*** Data lines ***

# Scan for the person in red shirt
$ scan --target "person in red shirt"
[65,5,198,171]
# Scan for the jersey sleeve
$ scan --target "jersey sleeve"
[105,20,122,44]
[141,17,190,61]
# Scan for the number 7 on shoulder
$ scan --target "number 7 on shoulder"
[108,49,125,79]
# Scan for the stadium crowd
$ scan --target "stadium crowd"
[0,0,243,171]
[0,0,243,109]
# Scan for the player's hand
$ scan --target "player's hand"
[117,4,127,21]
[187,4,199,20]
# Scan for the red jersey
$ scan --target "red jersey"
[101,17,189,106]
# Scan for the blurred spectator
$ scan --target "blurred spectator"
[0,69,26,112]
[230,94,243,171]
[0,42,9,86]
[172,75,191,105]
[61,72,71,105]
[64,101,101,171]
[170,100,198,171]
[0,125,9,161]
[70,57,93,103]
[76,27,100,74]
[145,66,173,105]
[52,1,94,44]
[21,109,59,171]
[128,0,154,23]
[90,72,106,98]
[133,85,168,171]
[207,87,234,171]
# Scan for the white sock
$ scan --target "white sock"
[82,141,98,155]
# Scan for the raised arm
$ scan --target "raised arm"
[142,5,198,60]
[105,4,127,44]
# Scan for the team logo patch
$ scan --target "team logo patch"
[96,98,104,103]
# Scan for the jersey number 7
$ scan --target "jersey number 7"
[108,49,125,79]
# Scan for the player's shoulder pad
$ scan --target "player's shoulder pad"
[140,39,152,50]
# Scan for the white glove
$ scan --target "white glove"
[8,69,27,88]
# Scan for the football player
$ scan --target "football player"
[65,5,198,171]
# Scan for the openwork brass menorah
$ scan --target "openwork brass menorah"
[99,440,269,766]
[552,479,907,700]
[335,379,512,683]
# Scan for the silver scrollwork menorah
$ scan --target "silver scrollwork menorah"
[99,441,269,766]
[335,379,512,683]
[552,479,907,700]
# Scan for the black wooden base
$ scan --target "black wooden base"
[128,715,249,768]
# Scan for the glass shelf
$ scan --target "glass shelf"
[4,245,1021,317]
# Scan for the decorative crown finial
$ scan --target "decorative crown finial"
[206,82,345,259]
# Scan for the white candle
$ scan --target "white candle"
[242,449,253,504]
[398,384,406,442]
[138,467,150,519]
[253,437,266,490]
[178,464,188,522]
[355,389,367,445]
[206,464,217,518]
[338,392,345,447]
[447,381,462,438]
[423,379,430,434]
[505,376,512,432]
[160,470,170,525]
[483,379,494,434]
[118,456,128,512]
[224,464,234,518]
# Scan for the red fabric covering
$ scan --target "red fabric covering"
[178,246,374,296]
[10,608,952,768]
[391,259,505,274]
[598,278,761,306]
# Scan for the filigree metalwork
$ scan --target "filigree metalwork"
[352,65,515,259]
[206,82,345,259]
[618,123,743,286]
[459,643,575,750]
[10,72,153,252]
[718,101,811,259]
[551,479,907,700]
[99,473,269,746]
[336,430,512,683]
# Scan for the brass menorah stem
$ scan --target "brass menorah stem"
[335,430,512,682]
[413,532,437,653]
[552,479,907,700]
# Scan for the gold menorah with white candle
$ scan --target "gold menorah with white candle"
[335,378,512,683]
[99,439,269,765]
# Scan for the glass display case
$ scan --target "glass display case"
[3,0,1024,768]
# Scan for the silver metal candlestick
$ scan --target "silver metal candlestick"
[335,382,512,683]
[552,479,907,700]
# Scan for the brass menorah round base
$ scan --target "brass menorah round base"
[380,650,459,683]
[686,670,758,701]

***

_Objective_.
Rewrite the stretch of data above from the line containing "# Scan for the red fabric covering" through the line containing "[3,0,1024,768]", both included, keeping the requests unchanged. Multiply every bounding-box coordinate in the answers by 1.45 and round each result to a whole number, rounding halves up.

_Exercise result_.
# Scan for the red fabric covering
$ scan --target "red fabric covering"
[258,357,542,429]
[15,882,1380,1114]
[567,376,732,397]
[867,403,1103,444]
# Scan for the filigree metalwork
$ scan --target "filigree metalwork"
[510,94,747,376]
[299,119,500,376]
[896,178,1077,415]
[666,932,834,1088]
[15,104,222,365]
[1041,146,1176,376]
[799,695,1315,1015]
[144,686,390,1082]
[487,624,742,990]
# Scan for the brass menorah stem
$ scan --target "brass menorah stem"
[486,624,742,989]
[599,771,634,947]
[800,695,1315,1015]
# Scan for the gold menorah with white candle
$ scan --target "gold menorah with white candle"
[486,548,742,990]
[144,637,390,1109]
# Scan for the glass display case
$ scan --target "glass display case"
[4,0,1485,1114]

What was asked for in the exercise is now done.